## DATA SHOWN
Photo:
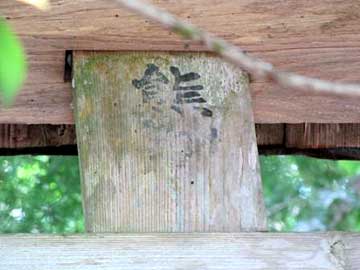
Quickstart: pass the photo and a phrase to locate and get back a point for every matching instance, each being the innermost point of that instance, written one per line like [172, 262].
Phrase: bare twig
[238, 57]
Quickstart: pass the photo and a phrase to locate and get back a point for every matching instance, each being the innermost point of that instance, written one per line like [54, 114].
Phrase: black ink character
[187, 93]
[148, 84]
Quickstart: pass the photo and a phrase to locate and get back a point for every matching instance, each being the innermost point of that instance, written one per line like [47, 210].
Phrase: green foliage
[12, 64]
[40, 194]
[307, 194]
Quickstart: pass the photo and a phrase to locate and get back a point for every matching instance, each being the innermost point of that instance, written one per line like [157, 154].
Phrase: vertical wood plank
[167, 144]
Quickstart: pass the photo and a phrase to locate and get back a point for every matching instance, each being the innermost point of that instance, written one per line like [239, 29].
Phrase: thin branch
[238, 57]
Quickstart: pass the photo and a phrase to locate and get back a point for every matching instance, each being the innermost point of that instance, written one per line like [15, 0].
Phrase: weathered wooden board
[317, 38]
[333, 141]
[247, 251]
[166, 144]
[322, 135]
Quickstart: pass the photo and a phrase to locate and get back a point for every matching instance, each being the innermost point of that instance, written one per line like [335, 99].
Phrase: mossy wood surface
[167, 144]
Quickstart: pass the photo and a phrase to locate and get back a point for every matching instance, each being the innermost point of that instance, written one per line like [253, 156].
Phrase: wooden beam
[322, 135]
[61, 140]
[315, 38]
[250, 251]
[166, 144]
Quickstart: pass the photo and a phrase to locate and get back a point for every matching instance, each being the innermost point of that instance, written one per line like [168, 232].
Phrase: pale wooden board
[152, 164]
[317, 38]
[323, 135]
[247, 251]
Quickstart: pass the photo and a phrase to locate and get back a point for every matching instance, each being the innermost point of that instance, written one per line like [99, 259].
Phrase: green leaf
[12, 64]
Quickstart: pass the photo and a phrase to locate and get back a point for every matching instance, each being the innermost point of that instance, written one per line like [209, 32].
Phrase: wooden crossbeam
[333, 141]
[243, 251]
[316, 38]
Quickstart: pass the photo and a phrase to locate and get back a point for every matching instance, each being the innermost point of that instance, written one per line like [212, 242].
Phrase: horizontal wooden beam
[260, 251]
[332, 141]
[316, 38]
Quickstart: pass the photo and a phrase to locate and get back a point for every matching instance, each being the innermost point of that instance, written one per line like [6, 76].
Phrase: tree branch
[238, 57]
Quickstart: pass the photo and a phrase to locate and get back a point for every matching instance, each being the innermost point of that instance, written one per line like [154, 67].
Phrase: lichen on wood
[167, 144]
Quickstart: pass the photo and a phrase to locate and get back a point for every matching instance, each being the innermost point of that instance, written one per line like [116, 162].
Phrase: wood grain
[250, 251]
[153, 163]
[315, 38]
[322, 135]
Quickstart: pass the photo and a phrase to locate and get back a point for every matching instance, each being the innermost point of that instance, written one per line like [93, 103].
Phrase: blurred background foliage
[41, 194]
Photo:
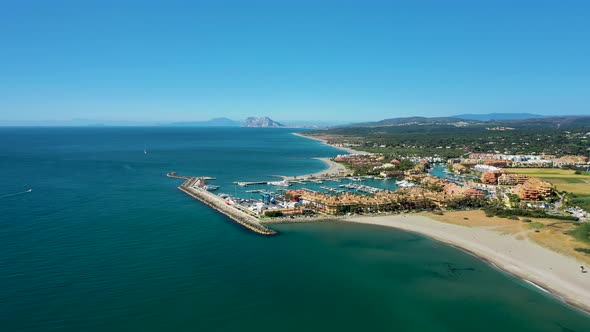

## SHORT EXERCISE
Copy all of the data above verbatim, leaving the pictures out of your answer.

## THE COMPLETED TASK
Photo:
Quickstart: pass the photo and a phrase to locate and get back a point for every matching instance, each being the innermost point of that instance, written one per line like [172, 262].
Phrase: bare twig
[238, 57]
Quickstart: pass the photo and a phrase to locate and get back a point for every matching instance, each being the innermost point of that instance, written one per line like [54, 114].
Phrase: black ink character
[187, 93]
[148, 84]
Quickstart: pass the photo and a phrase to locate and get back a point for every matching instance, each being the innermost point of that instance, written one per line like [47, 210].
Phrase: green foliage
[12, 64]
[40, 194]
[307, 194]
Quickstart: pass the photo and a phrase to locate and get back a point for every matching instance, each being the innermost point of that instance, written one per line like [157, 154].
Phrase: vertical wood plank
[167, 144]
Quickstart: pass the photo and a phrase to locate and get back a point for every matching instance, each being the innermost point of that instance, written one per line like [239, 29].
Phrase: thin branch
[238, 57]
Quickstart: pass the photo and a phrase to locate and get back a point for every matching instance, each being the innermost point of that instance, written one per line like [15, 0].
Phrase: weathered wooden board
[317, 38]
[333, 141]
[247, 251]
[166, 144]
[322, 135]
Quickstart: pass the photo and a phrase to locate and get back a point for every matching instance, each being the innermost point of that instance, written one per line like [335, 99].
Phrase: mossy wood surface
[167, 144]
Quickstart: pass the photo and a phrase to locate and get back a point for every matching instance, each being the innermost point of that instance, written one per line like [253, 156].
Phrase: wooden beam
[322, 135]
[61, 140]
[315, 38]
[250, 251]
[166, 144]
Quickstart: pass the photo and a phrase to locate and get back a point for every matching instance, each being the innermost point of that instance, written one per line like [168, 232].
Phrase: pale wooden board
[152, 164]
[317, 38]
[323, 135]
[247, 251]
Quickstart: pass the photo and a phrase to locate and get back a point for every matching instance, each being the innermost point of that instance, written one per line like [99, 259].
Phrase: green leaf
[12, 64]
Quickstart: pass the photo and a phrase to locate and get back a point for every matching instance, each being the innermost point of that instance, written one per line like [209, 32].
Phrase: wooden crossbeam
[333, 141]
[243, 251]
[316, 38]
Quickstart: pass the photo and a phrase to locate and get back a point for every matching instance, each being the innermost point of that instance, written one per line like [212, 242].
Phrase: horizontal wooden beam
[260, 251]
[332, 141]
[316, 38]
Quickstart: pass the photo and a phrase to locate and get back a point for every matching instance, each being the innermost point of that instance, written one per line like [6, 76].
Phrase: tree branch
[238, 57]
Quickstart: pass the photo and a phrase to locate and get back a point for every matching instance, each being the innermost point of that instance, written one per line like [154, 67].
Phrase: lichen on wood
[167, 144]
Quickstart: pass the photo and a phrase to locate and get back a point for every matching instance, each being the innermost point of that instance, written one per line like [116, 162].
Phrase: wood grain
[250, 251]
[153, 163]
[315, 38]
[322, 135]
Quickstart: pass the photo and a phrase to locate and get back a point for every matching instance, each being the innermost point of that instance, written one per line like [93, 103].
Phrase: blurred background foliage
[41, 194]
Photo:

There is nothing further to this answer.